- **Tasks to carry out**
a - List the wireless network types that the passage on IoT names.
b - Carry on the passage on IoT and health care from its last sentence.

(Exercise passage Opens)

Researchers have shown (O'Neill & Peoples, 2017) that IoT plays a great role in smart cities, traffic congestion, waste management, structural health, security, emergency services, industrial control, and health care. IoT should be available over the entire country. With IoT technology unconnected things can be connected to each other for the processing and completing of tasks: sending, receiving, processing, storing, securing. In the IoT general concept, visible and invisible objects are not simply objects but smart objects. Not all objects establish communication with each other without IoT technology, and the concept is much greater than other technologies because it is a domain of all fields, include wireless networks: RFID, WLAN, LAN, Bluetooth, etc., machine learning, Cloud technologies and so on.
The traditional health monitoring systems require users to visit medical care centers and to get balanced treatments. This is especially so for rural populations. In urban and rural areas, accessing medical health care physically consumes many resources—such as time and budget, and also faces additional problems while accessing.

(Exercise passage Closes)
(Given entries Opens)

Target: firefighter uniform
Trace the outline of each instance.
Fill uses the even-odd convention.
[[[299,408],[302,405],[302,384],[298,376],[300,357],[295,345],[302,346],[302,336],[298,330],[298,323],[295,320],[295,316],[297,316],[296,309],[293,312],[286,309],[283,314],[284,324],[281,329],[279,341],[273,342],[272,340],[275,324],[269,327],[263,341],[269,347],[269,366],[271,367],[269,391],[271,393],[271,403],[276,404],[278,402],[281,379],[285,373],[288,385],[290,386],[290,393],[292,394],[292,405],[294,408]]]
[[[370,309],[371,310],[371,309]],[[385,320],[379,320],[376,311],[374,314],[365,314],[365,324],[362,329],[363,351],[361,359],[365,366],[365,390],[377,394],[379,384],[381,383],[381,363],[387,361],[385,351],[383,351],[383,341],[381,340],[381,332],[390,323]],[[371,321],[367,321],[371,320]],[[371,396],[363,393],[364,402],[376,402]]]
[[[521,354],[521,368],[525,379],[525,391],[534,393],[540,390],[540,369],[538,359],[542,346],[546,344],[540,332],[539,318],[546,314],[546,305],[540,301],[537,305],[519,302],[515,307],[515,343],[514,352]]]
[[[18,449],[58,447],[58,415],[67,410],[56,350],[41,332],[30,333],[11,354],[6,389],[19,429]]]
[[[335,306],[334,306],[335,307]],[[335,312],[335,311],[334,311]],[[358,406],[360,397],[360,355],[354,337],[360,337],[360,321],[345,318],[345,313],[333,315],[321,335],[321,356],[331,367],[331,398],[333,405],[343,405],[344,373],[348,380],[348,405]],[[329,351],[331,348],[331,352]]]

(Given entries Closes)

- **Responses per task**
a - RFID, WLAN, LAN, Bluetooth

b -
As some researchers (Islam et al., 2015; Rahmani et al., 2015; Sebestyen et al., 2014) have said, health and medicine application is a place where IoT technology can be applied to many services providing monitoring and processing functions. The new system developed from the IoT and mobile computing will perform a continuous remote monitoring of the patient, highlighting vital signs effectively while consuming fewer resources (Wood et al., 2008). To remotely know the health condition of users, the sensors we use have ability to provide information frequently (Krish et al., 2011). IoT and mobile-based health care systems provide remote health monitoring, store recorded data, establish communication with health care givers and access medical health centers. However, the follow-up date will be established with specialists and patients, for giving and receiving treatment after the patient’s vital signs are collected and processed (Yan et al., 2010).
In this study, we will look at some of the physiological sensors worn by the user which able to collect patient vital sign. These different sensors: ECG, body temperature and pulse heart rate sensors are comfortable and easy to wear and use (Lee & Chung, 2009). These sensors collect physiological data and forward values to the Arduino microprocessor. Smartphones are used to show the results of the processed gathered data from the microcontroller and then send it to a health care database storage and an authorized person for further processing. Before using such devices, knowing their advantages, disadvantages, battery life time, availability and cost must all be considered.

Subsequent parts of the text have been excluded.